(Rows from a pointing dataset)
· · ·
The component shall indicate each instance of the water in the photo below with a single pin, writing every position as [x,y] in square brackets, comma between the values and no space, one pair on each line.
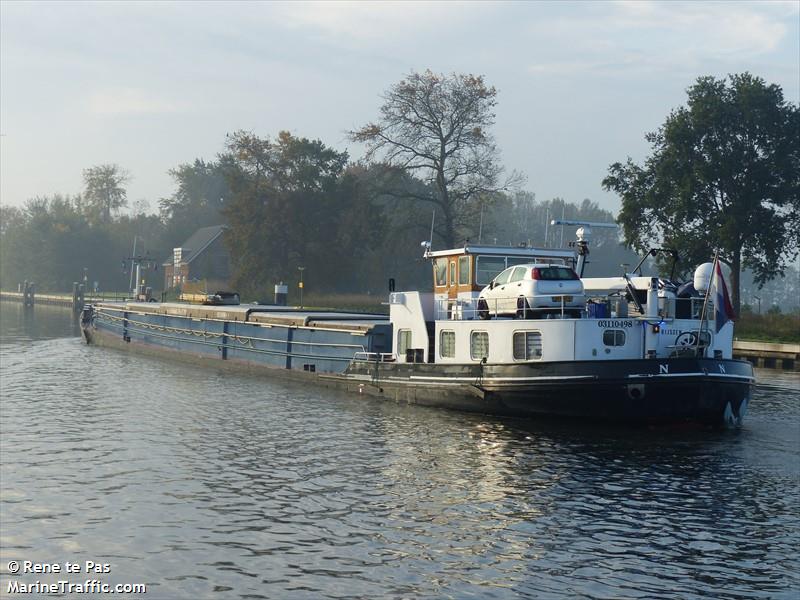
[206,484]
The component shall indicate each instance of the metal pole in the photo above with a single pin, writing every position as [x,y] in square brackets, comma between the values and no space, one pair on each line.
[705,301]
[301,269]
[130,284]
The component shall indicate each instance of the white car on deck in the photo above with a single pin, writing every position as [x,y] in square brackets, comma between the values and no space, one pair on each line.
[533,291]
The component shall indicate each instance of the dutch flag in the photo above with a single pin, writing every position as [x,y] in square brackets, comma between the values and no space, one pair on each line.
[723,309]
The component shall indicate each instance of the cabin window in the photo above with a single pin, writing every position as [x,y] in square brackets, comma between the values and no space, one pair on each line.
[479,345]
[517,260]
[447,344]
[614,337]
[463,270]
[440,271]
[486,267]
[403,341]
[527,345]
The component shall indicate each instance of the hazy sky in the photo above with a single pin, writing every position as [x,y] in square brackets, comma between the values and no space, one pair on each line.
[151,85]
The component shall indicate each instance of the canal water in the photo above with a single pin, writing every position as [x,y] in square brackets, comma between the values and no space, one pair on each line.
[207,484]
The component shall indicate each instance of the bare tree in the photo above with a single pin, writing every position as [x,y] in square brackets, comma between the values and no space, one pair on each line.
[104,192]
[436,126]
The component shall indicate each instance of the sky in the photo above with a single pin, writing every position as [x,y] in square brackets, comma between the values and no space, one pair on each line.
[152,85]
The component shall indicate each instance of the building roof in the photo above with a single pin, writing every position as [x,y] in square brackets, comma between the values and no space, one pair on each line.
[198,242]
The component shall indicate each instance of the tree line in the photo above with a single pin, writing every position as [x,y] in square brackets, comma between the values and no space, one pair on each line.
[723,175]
· · ·
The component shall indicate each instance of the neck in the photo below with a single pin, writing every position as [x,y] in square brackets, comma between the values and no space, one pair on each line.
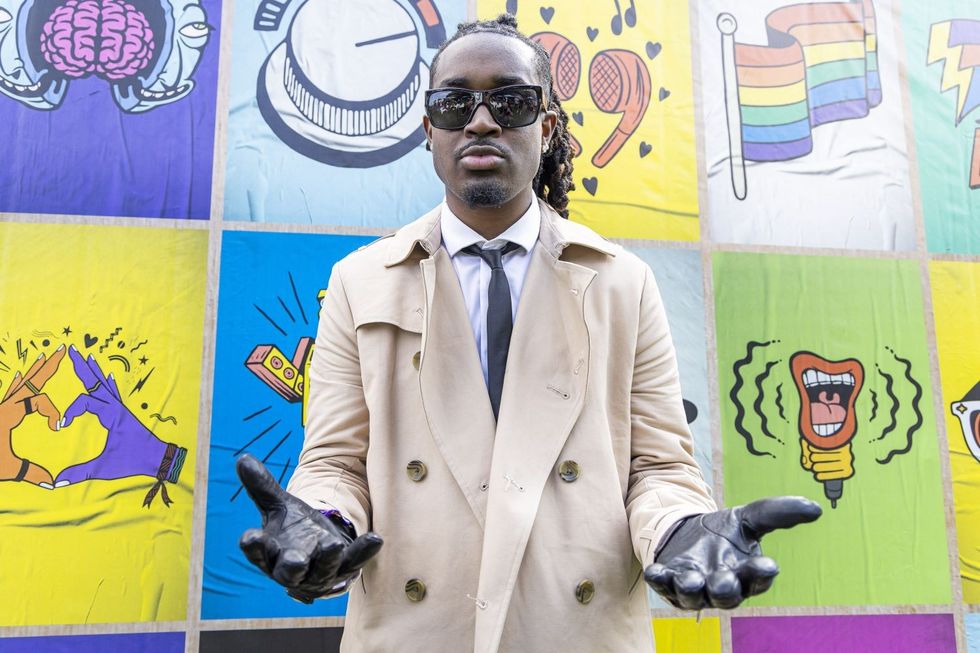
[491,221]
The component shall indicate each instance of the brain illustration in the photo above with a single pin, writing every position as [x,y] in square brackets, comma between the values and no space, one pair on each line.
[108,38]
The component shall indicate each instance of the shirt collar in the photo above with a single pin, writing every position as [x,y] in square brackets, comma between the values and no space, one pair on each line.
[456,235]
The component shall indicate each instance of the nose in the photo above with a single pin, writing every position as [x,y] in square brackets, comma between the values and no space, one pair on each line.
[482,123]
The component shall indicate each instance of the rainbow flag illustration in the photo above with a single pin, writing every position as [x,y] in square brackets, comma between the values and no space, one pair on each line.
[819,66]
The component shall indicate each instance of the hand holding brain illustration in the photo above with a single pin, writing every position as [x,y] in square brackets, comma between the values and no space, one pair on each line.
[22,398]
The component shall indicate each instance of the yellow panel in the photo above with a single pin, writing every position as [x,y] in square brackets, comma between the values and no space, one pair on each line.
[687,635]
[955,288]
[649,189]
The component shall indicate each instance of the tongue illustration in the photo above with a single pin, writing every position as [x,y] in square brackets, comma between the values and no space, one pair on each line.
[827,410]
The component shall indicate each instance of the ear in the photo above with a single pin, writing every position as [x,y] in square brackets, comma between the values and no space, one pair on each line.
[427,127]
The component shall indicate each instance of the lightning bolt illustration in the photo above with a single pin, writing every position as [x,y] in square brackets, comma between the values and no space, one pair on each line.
· · ·
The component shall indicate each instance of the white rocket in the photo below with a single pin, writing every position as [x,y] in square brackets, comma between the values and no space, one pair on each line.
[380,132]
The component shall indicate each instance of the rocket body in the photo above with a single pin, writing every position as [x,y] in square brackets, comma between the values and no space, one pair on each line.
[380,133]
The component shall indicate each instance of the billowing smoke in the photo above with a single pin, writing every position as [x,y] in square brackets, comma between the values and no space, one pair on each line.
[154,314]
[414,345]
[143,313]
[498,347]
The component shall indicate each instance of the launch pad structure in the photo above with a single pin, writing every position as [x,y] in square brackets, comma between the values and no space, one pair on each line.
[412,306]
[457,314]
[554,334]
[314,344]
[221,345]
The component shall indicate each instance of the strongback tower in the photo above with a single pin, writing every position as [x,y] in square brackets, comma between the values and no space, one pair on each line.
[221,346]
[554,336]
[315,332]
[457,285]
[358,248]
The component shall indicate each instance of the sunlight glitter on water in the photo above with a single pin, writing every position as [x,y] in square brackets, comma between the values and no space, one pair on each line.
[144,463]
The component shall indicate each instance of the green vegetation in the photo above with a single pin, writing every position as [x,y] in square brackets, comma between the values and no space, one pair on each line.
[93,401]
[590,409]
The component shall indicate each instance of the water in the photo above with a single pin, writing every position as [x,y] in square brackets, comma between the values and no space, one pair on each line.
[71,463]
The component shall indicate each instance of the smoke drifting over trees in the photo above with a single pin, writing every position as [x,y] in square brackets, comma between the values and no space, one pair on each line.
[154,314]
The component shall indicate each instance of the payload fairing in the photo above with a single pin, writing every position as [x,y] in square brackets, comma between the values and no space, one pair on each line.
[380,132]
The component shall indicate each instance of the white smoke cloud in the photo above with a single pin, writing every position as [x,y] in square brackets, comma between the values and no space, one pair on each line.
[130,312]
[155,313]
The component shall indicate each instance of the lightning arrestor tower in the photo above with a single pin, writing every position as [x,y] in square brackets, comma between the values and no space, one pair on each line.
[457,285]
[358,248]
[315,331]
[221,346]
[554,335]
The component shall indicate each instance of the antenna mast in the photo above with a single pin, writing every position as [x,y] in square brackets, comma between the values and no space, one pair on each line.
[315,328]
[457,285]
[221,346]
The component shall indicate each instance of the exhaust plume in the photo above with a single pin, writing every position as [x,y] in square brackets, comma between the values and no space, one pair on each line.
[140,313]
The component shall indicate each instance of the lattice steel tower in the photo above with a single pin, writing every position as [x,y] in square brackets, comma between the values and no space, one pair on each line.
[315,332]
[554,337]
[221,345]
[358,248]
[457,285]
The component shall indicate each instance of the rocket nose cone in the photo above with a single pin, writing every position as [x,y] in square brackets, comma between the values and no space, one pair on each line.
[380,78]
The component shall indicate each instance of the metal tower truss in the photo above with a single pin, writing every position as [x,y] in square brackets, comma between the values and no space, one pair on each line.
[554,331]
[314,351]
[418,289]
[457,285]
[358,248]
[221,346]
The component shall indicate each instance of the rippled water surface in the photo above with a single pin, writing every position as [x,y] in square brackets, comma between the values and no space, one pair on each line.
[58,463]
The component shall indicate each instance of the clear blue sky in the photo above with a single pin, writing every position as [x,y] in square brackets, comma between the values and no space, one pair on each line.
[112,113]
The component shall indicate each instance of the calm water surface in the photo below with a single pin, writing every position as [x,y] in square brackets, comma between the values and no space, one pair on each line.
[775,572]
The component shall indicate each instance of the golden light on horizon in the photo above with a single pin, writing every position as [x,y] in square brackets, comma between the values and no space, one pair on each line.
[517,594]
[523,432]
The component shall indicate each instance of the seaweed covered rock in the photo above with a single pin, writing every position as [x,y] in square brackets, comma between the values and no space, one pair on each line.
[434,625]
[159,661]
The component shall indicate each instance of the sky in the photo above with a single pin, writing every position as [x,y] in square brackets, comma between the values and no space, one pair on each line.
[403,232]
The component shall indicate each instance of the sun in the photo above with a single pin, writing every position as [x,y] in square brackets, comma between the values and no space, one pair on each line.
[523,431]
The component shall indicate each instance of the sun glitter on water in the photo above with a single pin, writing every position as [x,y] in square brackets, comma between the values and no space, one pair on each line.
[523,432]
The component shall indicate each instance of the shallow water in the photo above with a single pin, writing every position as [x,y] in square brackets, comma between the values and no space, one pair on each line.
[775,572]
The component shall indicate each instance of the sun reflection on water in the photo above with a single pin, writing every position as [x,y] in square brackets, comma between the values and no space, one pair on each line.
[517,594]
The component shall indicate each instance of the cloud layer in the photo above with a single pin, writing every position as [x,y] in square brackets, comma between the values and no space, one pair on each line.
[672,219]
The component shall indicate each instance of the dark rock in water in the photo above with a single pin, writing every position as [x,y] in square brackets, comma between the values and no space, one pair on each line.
· · ·
Required work: Report how many lines of the records above contain the string "horizon", treating uppercase and lowercase as different. Give only the number.

Solved exercise: 1